Estratto fornito »
**********

Via Nazario Sauro, 185100 Potenza0971 56144as-pz@beniculturali.it

Storia

L'Archivio di Stato di Potenza risale al 1812, anno in cui con decreto del 22 ottobre si stabilì l'istituzione di un archivio in ogni provincia del Regno. L'Istituto, inaugurato il 21 novembre 1850, solo dal 1939 poté disporre di una sede adeguata, realizzata dalla Cooperativa muratori e cementisti di Ravenna su progetto dell'architetto Ernesto Puppo. A causa dei danni causati all'edificio dai terremoti del 1980 e del 1990, dal 1995 l'Archivio di Stato ha sede in un fabbricato non monumentale. E' in fase di attuazione il progetto per la sistemazione dell'antica sede.
Più di 100.000 pezzi archivistici sono conservati nei depositi dell'Istituto, disposti su più di 10 km lineari di scaffalatura metallica. Sono documenti cartacei, pergamene, mappe, sigilli, disegni. La maggior parte della documentazione è costituita da carte prodotte dagli uffici statali operanti nella provincia di Potenza dall'Antico Regime sino allo Stato italiano. Sono poi conservati: oltre 1000 pergamene di varia provenienza; gli archivi notarili dei distretti di Potenza, Melfi e Lagonegro (1524-1925); documenti provenienti da chiese e monumenti soppressi; i registri del catasto provvisorio; gli Atti dello stato civile dei comuni della provincia di Potenza dal 1809 al 1865; Liste di leva (1842-1931), Ruoli matricolari (1840-1925), ecc. Importanti anche le carte e gli archivi privati, come l'Archivio dello "Stato di Melfi" dei principi Doria Pamphili (1500-1968).
La Sala di studio è dotata di un proprio regolamento che disciplina il rapporto tra l'utenza e l'Istituto. Gli inventari e gli strumenti di corredo sono liberamente consultabili. L'Archivio è fornito anche di una Biblioteca dotata di oltre 22.000 volumi.
Nell'Istituto sono presenti una Sezione di fotoriproduzione e Laboratorio di legatoria e restauro. Dal 1997 l'Archivio di Stato ha un programma denominata "Laboratorio di storia" rivolto al mondo della scuola e ha realizzato diverse mostre documentarie.
Pur nelle difficili traversie che hanno segnato la sua storia, l'Archivio di Stato di Potenza è il più antico e fra i più prestigiosi istituti culturali della Basilicata.

**********

Esercizio 1 » Estrai dai record ogni riga in cui compare la stringa "green".

Record forniti »
**********

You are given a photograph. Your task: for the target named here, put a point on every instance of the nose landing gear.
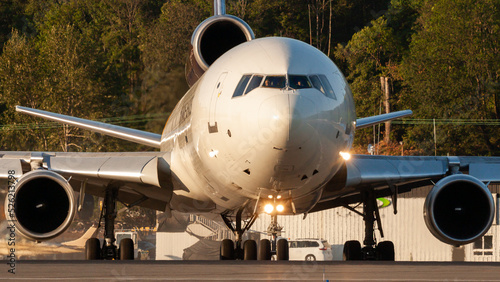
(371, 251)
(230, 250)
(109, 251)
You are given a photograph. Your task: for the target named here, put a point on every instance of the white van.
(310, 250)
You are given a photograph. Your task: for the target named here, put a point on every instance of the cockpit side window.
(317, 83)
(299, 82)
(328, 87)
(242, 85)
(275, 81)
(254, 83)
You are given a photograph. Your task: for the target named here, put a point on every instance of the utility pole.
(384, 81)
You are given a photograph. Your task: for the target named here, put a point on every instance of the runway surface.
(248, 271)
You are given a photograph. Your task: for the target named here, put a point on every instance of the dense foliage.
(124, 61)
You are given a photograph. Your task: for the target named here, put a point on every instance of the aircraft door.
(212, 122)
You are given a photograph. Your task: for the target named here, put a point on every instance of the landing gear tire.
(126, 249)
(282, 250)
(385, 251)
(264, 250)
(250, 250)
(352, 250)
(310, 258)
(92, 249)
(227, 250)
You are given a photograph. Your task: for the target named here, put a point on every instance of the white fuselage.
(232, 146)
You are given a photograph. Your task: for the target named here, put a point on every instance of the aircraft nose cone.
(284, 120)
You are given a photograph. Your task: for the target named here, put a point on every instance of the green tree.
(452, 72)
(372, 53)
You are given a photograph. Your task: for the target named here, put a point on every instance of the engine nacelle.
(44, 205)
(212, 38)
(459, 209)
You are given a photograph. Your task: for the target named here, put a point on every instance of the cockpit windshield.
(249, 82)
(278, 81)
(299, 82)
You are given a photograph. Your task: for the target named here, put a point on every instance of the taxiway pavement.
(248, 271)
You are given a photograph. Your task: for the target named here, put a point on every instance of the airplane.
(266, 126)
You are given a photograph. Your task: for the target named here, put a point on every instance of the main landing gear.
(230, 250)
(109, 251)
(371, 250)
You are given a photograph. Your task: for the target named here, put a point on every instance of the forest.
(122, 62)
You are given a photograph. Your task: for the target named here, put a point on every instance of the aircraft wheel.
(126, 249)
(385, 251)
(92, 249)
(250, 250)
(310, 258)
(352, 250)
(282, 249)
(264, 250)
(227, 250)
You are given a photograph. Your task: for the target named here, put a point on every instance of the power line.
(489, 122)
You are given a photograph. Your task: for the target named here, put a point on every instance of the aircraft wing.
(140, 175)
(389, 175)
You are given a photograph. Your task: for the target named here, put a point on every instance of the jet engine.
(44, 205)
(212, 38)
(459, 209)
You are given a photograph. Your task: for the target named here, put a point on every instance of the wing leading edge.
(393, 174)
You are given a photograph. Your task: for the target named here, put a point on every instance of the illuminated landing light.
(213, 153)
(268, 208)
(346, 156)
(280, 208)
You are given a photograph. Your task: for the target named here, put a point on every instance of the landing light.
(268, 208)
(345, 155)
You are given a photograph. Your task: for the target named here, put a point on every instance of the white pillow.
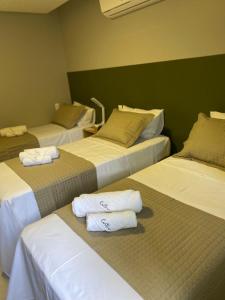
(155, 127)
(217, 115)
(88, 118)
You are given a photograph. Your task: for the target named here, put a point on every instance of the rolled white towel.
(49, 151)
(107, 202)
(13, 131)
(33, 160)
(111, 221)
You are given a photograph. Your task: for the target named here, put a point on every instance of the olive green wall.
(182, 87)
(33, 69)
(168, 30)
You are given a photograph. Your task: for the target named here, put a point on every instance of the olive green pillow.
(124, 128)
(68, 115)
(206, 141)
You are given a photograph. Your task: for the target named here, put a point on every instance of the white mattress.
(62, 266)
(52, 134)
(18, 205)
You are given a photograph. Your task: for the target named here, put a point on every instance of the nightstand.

**********

Esercizio 2 » Secondo l'estratto, in quale data fu inaugurato l'Archivio di Stato di Potenza?

Soluzione completa 1 »
You are given a photograph. Your task: for the target named here, put a point on every instance of the green tree.
You are given a photograph. Your task: for the target named here, put a point on every instance of the olive green wall.
You are given a photograph. Your task: for the target named here, put a point on every instance of the olive green pillow.

Soluzione completa 2 » Il 21 novembre 1850.